» **YOUR OBJECTIVE**
Locate each line in the rows below that contains the string "tree" and copy those lines out. Matches must agree in case.

(Image point annotation entries)
## START

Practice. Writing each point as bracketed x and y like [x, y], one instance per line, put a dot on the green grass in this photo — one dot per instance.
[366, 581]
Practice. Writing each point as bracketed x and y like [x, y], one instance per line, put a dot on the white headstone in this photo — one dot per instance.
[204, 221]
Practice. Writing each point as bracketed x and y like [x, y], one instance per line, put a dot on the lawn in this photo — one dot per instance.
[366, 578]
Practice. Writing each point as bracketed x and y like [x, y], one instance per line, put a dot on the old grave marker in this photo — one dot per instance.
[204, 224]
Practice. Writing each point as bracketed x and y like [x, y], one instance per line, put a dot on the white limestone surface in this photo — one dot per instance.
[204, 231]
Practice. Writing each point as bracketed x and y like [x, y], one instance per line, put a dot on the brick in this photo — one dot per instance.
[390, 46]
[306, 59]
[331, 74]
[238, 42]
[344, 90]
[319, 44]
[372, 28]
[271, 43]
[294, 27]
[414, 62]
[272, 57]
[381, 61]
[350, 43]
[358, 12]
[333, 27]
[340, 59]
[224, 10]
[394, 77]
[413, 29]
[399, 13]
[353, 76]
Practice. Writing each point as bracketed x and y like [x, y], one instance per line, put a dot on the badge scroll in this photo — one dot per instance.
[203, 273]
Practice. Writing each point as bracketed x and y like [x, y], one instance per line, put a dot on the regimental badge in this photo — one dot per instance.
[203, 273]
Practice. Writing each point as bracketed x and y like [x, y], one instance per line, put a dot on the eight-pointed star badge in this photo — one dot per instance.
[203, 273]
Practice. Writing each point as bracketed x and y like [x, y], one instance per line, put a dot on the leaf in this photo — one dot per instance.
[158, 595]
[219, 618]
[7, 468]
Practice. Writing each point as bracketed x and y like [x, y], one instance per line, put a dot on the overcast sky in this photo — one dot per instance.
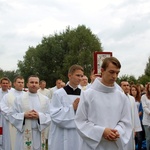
[123, 27]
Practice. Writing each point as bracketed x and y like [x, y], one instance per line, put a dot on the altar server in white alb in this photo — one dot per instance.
[63, 134]
[30, 115]
[136, 125]
[9, 131]
[103, 117]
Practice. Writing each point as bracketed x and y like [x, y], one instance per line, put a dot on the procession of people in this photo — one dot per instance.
[76, 115]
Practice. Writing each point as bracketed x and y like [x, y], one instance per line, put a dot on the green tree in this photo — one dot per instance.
[147, 69]
[56, 53]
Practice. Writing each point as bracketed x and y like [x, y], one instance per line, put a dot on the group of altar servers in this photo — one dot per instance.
[98, 118]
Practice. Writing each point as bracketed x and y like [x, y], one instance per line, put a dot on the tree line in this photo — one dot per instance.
[51, 58]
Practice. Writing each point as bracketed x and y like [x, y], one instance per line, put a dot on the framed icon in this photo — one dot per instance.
[98, 60]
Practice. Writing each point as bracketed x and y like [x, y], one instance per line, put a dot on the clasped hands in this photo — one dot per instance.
[75, 103]
[32, 114]
[111, 134]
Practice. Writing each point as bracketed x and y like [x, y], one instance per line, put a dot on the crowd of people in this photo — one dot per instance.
[77, 115]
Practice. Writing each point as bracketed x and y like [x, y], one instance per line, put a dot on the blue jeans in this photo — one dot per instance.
[147, 133]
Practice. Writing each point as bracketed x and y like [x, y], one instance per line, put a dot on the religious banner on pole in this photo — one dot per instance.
[98, 59]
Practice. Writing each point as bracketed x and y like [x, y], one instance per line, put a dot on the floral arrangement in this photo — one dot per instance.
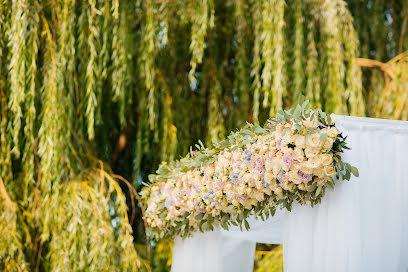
[294, 157]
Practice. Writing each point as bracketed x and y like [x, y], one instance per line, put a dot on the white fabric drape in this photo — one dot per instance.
[361, 226]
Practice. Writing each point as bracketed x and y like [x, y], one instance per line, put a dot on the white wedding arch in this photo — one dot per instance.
[360, 226]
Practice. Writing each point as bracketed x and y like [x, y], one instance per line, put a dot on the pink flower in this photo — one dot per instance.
[304, 176]
[287, 160]
[279, 144]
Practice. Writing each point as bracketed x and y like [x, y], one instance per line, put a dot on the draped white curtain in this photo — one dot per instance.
[361, 226]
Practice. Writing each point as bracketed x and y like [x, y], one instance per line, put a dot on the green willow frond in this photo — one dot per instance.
[148, 53]
[30, 96]
[256, 62]
[17, 64]
[332, 70]
[202, 19]
[91, 77]
[241, 69]
[11, 248]
[297, 55]
[5, 141]
[119, 59]
[313, 89]
[52, 133]
[94, 234]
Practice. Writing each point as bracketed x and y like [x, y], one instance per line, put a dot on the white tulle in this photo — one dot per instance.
[361, 226]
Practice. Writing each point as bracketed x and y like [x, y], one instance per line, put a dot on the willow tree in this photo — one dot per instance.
[93, 88]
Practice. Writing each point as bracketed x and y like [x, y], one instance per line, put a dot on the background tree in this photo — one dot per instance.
[93, 88]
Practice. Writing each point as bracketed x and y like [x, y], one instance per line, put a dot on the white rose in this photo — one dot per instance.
[328, 143]
[288, 138]
[329, 170]
[268, 177]
[298, 154]
[314, 162]
[310, 122]
[310, 152]
[279, 128]
[287, 150]
[313, 140]
[294, 177]
[268, 165]
[306, 169]
[319, 171]
[333, 118]
[332, 132]
[300, 140]
[326, 159]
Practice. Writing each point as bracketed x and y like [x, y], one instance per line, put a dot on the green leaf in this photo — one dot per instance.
[323, 137]
[318, 191]
[246, 225]
[354, 171]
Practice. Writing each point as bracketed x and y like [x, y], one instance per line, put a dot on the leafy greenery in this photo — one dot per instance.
[134, 83]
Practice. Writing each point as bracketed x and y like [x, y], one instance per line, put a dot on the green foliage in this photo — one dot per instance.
[76, 77]
[268, 258]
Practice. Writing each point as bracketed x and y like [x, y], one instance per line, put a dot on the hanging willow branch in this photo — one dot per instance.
[76, 76]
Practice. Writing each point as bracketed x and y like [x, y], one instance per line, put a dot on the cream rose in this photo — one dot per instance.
[313, 140]
[332, 132]
[314, 162]
[319, 171]
[279, 128]
[298, 154]
[328, 143]
[294, 177]
[311, 152]
[287, 150]
[300, 140]
[329, 170]
[326, 159]
[306, 169]
[310, 123]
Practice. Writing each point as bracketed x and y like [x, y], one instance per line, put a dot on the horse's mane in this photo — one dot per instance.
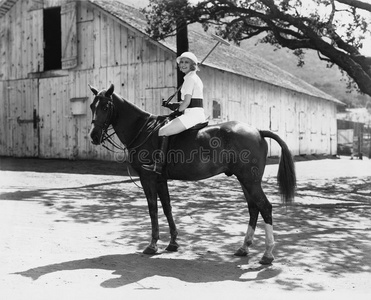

## END

» **REPLY**
Practice. Writing each point as bracketed x and y like [x, y], one instance per line, put a dot on the green tree in this photo — one dot per instance.
Practice. Writing each point as bracketed x and y like [x, y], one instance per line, put a dot on the tree line in this photo — one dot per instance.
Practice. Writing each point as bracketed x and y like [x, y], one instance per line, put a dot on the willow tree in this photo — one dot per instance.
Practice. Writing each point as bracketed x and y like [x, y], one instance per line, put a dot on the background tree in this photo — one dot per instance.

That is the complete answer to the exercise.